This week’s package of measures intended to stabilise the housing market will not meet a key demand from banks, building societies and housing-market lobby groups.
The Council of Mortgage Lenders has said that without government intervention in the market for mortgage-backed securities, the lending famine that has resulted in a 65% drop in new approvals over the past year will continue.
But the Treasury, which is awaiting final recommendations from former HBOS chief executive Sir James Crosby, remains unpersuaded.
Mortgage lenders said they were left with an uphill struggle after comments by Mervyn King earlier this month, when the Bank of England governor expressed scepticism about extending the Bank’s special liquidity scheme to take in new mortgage-backed securities.
This week’s package will include measures to step up housing association purchases of unsold homes and an expanded shared-equity scheme for first-time buyers. Other options include doubling the allowance for cash Isas to £7,200 for those saving for a home. Another proposal would create a new regular saver scheme with tax benefits similar to Isas.
The Bank is preparing the ground for an informal extension of its special liquidity scheme specifically for building societies. Although some are rumoured to have borrowed more than £1 billion from the £50 billion scheme, most do not have the legal structures in place to access the cash.

#####

__YOUR TASKS__:
a - Name every organization the housing-market article mentions by its proper name.
b - Carry on the housing-market article from its last sentence.

#####

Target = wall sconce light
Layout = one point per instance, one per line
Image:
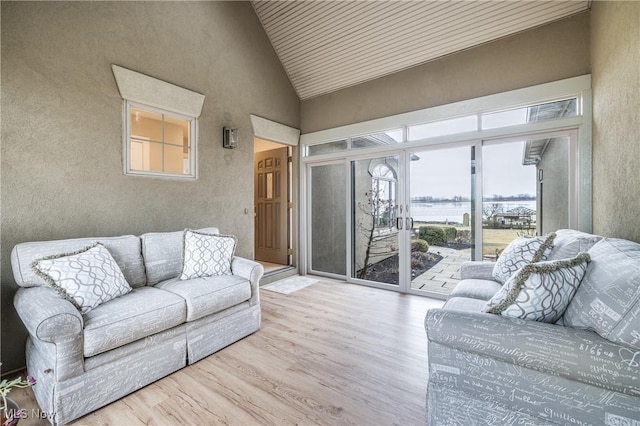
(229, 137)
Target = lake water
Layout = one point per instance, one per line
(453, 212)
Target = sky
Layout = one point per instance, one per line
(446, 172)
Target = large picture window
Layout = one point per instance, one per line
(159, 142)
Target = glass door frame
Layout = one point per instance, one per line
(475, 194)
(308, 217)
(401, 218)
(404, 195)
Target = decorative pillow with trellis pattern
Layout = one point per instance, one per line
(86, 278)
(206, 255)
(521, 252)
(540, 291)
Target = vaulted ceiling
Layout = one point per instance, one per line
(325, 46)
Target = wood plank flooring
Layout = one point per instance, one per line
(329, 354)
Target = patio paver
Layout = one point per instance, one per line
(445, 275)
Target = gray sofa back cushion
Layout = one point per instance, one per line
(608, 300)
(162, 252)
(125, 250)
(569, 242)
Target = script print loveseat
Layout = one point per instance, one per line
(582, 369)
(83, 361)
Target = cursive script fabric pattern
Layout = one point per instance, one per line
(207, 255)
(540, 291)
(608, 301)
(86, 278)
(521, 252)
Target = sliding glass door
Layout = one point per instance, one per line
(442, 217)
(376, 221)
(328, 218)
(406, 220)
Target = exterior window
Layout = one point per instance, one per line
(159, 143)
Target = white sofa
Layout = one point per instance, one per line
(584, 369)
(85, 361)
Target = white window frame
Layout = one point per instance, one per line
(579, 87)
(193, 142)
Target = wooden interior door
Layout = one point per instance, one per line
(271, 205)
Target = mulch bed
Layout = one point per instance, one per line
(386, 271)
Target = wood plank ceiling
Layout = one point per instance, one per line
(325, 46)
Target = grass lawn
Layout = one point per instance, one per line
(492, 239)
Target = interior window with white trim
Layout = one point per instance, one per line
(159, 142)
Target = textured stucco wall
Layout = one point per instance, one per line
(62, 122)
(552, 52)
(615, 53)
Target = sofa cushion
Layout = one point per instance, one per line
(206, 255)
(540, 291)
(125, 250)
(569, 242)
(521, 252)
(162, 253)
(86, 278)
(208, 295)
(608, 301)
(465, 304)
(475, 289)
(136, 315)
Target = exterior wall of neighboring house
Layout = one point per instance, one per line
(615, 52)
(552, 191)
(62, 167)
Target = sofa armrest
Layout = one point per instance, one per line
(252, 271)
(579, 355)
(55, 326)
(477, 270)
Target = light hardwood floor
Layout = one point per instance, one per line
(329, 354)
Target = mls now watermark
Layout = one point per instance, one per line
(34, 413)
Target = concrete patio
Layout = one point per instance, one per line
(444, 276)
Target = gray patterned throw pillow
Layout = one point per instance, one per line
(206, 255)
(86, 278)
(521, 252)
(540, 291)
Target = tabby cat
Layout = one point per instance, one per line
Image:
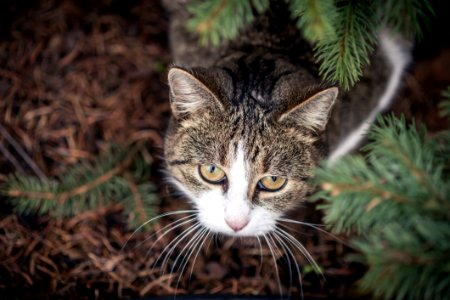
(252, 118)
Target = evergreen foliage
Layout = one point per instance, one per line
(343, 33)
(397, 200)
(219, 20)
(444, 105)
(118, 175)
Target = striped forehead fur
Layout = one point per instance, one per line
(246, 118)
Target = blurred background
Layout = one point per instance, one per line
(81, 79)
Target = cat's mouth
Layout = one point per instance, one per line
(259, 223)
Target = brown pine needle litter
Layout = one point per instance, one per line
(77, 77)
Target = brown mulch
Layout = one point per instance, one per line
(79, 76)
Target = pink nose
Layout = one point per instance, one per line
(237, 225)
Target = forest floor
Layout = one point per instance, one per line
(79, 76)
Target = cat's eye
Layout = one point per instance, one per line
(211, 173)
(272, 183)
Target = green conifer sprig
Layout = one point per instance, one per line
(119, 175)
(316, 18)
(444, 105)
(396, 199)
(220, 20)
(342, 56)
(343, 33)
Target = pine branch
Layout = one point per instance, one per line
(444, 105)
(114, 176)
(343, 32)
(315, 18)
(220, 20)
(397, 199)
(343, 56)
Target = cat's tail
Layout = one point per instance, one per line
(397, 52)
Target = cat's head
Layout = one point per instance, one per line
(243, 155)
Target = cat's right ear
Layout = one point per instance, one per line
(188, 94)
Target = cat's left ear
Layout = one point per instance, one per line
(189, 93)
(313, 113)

#####

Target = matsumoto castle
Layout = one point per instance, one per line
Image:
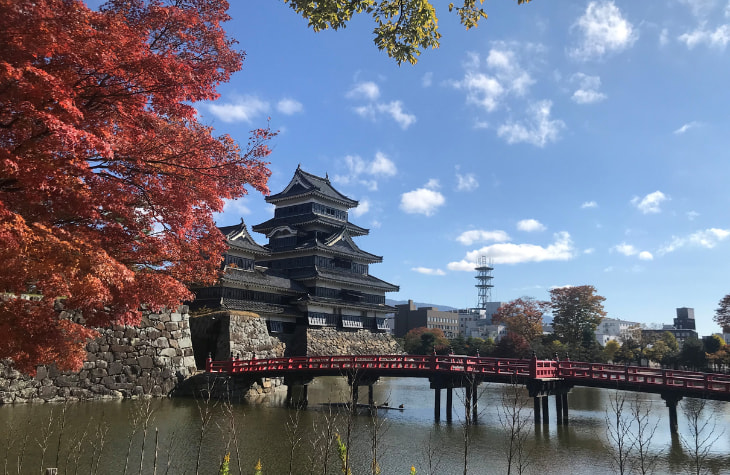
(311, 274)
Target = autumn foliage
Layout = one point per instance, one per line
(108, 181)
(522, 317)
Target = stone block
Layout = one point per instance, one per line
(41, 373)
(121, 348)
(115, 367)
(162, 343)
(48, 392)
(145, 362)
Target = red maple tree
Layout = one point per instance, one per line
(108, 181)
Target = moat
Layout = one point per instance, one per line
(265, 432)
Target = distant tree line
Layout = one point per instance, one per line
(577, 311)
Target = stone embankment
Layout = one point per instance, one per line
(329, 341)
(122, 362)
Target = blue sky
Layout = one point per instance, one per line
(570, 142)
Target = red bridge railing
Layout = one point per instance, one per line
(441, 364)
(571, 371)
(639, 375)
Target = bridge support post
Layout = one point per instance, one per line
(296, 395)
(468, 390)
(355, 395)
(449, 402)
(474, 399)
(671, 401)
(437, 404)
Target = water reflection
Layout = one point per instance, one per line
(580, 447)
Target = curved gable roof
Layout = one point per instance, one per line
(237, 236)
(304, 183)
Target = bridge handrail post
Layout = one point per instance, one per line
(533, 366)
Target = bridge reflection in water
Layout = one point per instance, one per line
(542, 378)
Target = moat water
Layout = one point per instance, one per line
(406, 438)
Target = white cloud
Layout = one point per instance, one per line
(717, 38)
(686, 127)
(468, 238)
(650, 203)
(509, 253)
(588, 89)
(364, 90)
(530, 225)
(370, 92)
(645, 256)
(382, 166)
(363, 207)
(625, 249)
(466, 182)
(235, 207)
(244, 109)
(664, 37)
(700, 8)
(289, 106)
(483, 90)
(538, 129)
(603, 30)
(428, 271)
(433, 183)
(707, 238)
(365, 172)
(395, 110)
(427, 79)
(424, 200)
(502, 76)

#####

__ANSWER SET__:
a -
- Council of Mortgage Lenders
- the Treasury
- HBOS
- Bank of England

b -
Societies currently setting up covered bond vehicles to let them use the Bank facility will be permitted to access the loans even if their preparations slip past the October 20 cut-off date.
The Bank’s monetary policy committee (MPC) meets this week. Analysts see little chance of a cut in rates, despite a gloomy assessment last week from David Blanchflower, one of its members.
Two members of the “shadow” MPC, which meets under the auspices of the Institute of Economic Affairs, back Blanchflower’s call for a sharp cut. Both Patrick Minford and Peter Warburton think there should be a half-point cut this week. The other seven members said it was too soon for a reduction.
The Engineering Employers’ Federation releases its quarterly trends survey tomorrow and is expected to say there has been a sharp deterioration in the economic outlook.
Despite this, it is cautious about calling for a cut ahead of the expected inflation peak over the next two months.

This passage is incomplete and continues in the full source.